[Task inputs Boundary: Start]

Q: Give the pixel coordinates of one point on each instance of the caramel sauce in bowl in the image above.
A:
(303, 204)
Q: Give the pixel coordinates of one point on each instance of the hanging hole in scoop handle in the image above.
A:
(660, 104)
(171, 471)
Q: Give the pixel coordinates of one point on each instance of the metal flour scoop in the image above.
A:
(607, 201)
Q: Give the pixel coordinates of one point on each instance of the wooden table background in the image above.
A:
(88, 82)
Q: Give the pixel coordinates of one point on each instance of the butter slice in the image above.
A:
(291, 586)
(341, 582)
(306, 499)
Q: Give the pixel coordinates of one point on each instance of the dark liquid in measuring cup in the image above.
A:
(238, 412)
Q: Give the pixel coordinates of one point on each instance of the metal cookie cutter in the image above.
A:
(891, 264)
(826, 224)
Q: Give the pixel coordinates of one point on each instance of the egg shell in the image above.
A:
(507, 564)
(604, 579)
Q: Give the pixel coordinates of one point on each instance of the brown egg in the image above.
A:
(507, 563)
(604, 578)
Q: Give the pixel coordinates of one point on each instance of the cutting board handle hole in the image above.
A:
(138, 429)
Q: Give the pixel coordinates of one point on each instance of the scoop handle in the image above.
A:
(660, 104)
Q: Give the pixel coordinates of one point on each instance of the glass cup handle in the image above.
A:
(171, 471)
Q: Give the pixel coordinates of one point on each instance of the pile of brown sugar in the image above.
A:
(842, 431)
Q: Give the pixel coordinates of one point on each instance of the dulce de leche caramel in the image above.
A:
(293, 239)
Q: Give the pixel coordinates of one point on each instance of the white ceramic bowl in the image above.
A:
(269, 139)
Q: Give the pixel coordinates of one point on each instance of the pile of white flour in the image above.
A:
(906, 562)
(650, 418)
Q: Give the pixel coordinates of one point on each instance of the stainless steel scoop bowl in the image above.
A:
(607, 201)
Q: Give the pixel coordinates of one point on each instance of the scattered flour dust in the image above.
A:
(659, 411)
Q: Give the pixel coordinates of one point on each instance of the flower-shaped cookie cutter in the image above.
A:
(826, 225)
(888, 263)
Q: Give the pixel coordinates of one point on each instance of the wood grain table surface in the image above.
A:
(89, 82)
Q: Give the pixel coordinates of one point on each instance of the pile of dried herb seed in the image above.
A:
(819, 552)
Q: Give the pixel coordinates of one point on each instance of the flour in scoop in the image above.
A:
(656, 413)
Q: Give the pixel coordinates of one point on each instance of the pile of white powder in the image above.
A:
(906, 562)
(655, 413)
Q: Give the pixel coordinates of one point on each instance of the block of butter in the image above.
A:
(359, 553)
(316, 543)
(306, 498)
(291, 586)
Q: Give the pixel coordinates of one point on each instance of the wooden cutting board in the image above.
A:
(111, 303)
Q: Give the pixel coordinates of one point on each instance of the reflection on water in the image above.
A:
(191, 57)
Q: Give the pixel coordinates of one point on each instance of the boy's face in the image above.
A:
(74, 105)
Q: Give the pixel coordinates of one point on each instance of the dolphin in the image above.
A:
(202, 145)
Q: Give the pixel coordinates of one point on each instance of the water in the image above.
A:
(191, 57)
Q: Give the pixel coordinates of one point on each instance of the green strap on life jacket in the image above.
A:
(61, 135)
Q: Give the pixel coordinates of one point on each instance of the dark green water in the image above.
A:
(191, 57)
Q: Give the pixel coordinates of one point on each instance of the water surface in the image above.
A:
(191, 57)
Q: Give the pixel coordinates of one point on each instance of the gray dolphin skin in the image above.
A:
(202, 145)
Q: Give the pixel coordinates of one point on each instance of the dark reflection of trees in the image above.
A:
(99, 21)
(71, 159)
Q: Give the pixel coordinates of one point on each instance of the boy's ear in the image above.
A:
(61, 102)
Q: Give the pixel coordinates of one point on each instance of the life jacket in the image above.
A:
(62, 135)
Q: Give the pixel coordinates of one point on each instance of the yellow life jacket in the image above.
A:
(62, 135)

[Task inputs Boundary: End]

▶ Your objective
Return all of the entries above exactly as they stand.

▶ Result for this exercise
Q: Give the pixel coordinates of one point on each instance of the caramel sauce in bowl in the image above.
A:
(303, 204)
Q: Give the pixel coordinates of one point on each instance of the hanging hole in scoop handle in the image above.
A:
(660, 104)
(171, 471)
Q: Give the pixel coordinates of one point on each instance of the metal flour scoop in the image above.
A:
(607, 201)
Q: Give the pixel coordinates of one point on each instance of the wooden table background in the image above.
A:
(88, 82)
Q: Give the pixel coordinates of one point on each instance of the butter slice in the image above.
A:
(291, 586)
(341, 582)
(306, 499)
Q: Give the pixel coordinates of one point on each instance of the dark liquid in measuring cup in the image above.
A:
(238, 412)
Q: Give the pixel coordinates of one point on each instance of the metal cookie cutter in the image above.
A:
(891, 264)
(826, 224)
Q: Give the pixel coordinates of one point on each instance of the egg shell in the image above.
A:
(507, 564)
(604, 579)
Q: Give the pixel coordinates of one point on each instance of the brown egg in the image above.
A:
(507, 563)
(604, 578)
Q: Give the pixel coordinates of one point on each instance of the cutting board handle hole in the image above.
A:
(138, 429)
Q: Give the pixel coordinates of one point on each instance of the scoop handle in the image above.
A:
(660, 104)
Q: Give the pixel coordinates of one point on each instance of the glass cup handle in the image above.
A:
(171, 471)
Q: Give the pixel coordinates of one point on each instance of the pile of brown sugar in the image above.
A:
(842, 431)
Q: Give the pixel coordinates of one point on each instance of the dulce de leche caramel in the image above.
A:
(293, 239)
Q: Give the pixel coordinates of one point on each instance of the white ceramic bowl in the image above.
A:
(269, 139)
Q: Give the pixel coordinates of one point on each instance of the pile of white flour in the image above.
A:
(906, 562)
(650, 418)
Q: Give the pixel coordinates of one point on each instance of the stainless steel scoop bowl in the image above.
A:
(607, 201)
Q: Give the pixel coordinates of one point on each instance of the scattered flour dust in the image above.
A:
(659, 411)
Q: Give the pixel coordinates of one point on each instance of the flower-shaped cookie cutter in the image above.
A:
(826, 225)
(888, 263)
Q: Give the pixel coordinates of one point on each instance of the wood grain table surface in the image above.
A:
(89, 82)
Q: Give the pixel coordinates of one point on each instance of the pile of dried herb seed in the image above.
A:
(819, 552)
Q: Give the pixel coordinates of one point on each instance of the flour in scoop in the image above.
A:
(656, 413)
Q: Give the pixel coordinates of one point on each instance of the pile of white powder in the image above.
A:
(906, 562)
(655, 413)
Q: Give the pixel coordinates of one point on each instance of the block of butter in the image above.
A:
(359, 553)
(316, 543)
(306, 498)
(291, 586)
Q: Give the pixel coordinates of one point on each instance of the wooden cutting board in the image above.
A:
(111, 303)
Q: Give the pixel coordinates of one point on each instance of the reflection on water in the image above.
A:
(191, 57)
Q: Give the pixel coordinates of one point on each instance of the boy's face in the image above.
A:
(74, 105)
Q: Give the pixel coordinates of one point on each instance of the dolphin in the image above.
A:
(202, 145)
Q: Give the pixel coordinates of one point on each instance of the water in the image above.
A:
(191, 57)
Q: Give the pixel coordinates of one point on each instance of the green strap on life jacket in the image above.
A:
(61, 135)
Q: Give the pixel coordinates of one point on each instance of the dark green water in the image above.
A:
(191, 57)
Q: Give the pixel coordinates of one point on each instance of the water surface in the image above.
A:
(191, 57)
Q: Give the pixel coordinates of one point on each instance of the gray dolphin skin in the image above.
A:
(202, 145)
Q: Give the pixel coordinates of one point on each instance of the dark reflection of trees in the image above.
A:
(99, 21)
(71, 159)
Q: Give the pixel coordinates of one point on each instance of the boy's ear in the image above.
A:
(61, 102)
Q: Give the pixel coordinates of one point on each instance of the life jacket in the image above.
A:
(62, 135)
Q: Give the pixel coordinates of one point on each instance of the yellow life jacket in the image above.
A:
(62, 135)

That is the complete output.